(The following is a longer version of a piece that I posted to Cinematical, which I edited a) for space, and b) to make it a tad less ... strident. You can read that version here.)
Over at NPR.org, writer Linda Holmes dared to blog an open letter to Pixar politely asking to see a few adventures with, maybe, girls as the main characters. Her tone was set nicely in the opening of her piece, titled "Dear Pixar, From All The Girls With Band-Aids On Their Knees":
So I'm not complaining; I'm asking. I'm asking because I think so highly of you.
Please make a movie about a girl who is not a princess.
Holmes points out that of the ten features that Pixar's released theatrically so far, all ten have been boy's adventures. She acknowledges that the movies "feature women and girls to varying degrees -- The Incredibles, in particular -- but the story is never 'a girl and the things that happen to her,' the way it's 'a boy and what happens to him.'" She mentions again that she loves Pixar's movies ... she'd just like to see a character like Up's Ellie or The Incredibles' Violet as the main character for a change.
There are over 100 comments on the piece and, this being NPR, the overwhelming majority of the responses are intelligently expressed and in agreement with Holmes point of view. But if you skip over to Jerry Beck's animation blog, Cartoon Brew, you'll find a lot of readers with a different perspective.

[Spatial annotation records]
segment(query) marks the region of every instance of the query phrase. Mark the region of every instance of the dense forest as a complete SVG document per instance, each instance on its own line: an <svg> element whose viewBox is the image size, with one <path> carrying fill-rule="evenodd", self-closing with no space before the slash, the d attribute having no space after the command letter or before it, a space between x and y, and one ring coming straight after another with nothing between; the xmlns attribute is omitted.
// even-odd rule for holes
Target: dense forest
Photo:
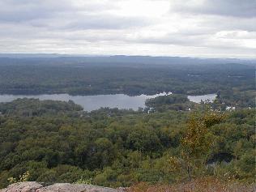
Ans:
<svg viewBox="0 0 256 192"><path fill-rule="evenodd" d="M187 102L179 95L155 101L148 105ZM87 113L72 101L2 103L0 186L23 173L28 181L113 187L205 176L252 182L255 110L207 107Z"/></svg>
<svg viewBox="0 0 256 192"><path fill-rule="evenodd" d="M162 92L203 95L228 91L239 96L241 92L247 96L245 91L254 89L252 65L191 64L179 63L179 60L178 63L168 64L161 59L143 63L139 58L131 63L129 58L126 62L104 59L88 62L86 58L0 58L0 93L134 96Z"/></svg>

Aim: Repeat the passage of the Pixar blog post above from "Holmes points out" to "a different perspective.", word for word.

Right answer:
Holmes points out that of the ten features that Pixar's released theatrically so far, all ten have been boy's adventures. She acknowledges that the movies "feature women and girls to varying degrees -- The Incredibles, in particular -- but the story is never 'a girl and the things that happen to her,' the way it's 'a boy and what happens to him.'" She mentions again that she loves Pixar's movies ... she'd just like to see a character like Up's Ellie or The Incredibles' Violet as the main character for a change.
There are over 100 comments on the piece and, this being NPR, the overwhelming majority of the responses are intelligently expressed and in agreement with Holmes point of view. But if you skip over to Jerry Beck's animation blog, Cartoon Brew, you'll find a lot of readers with a different perspective.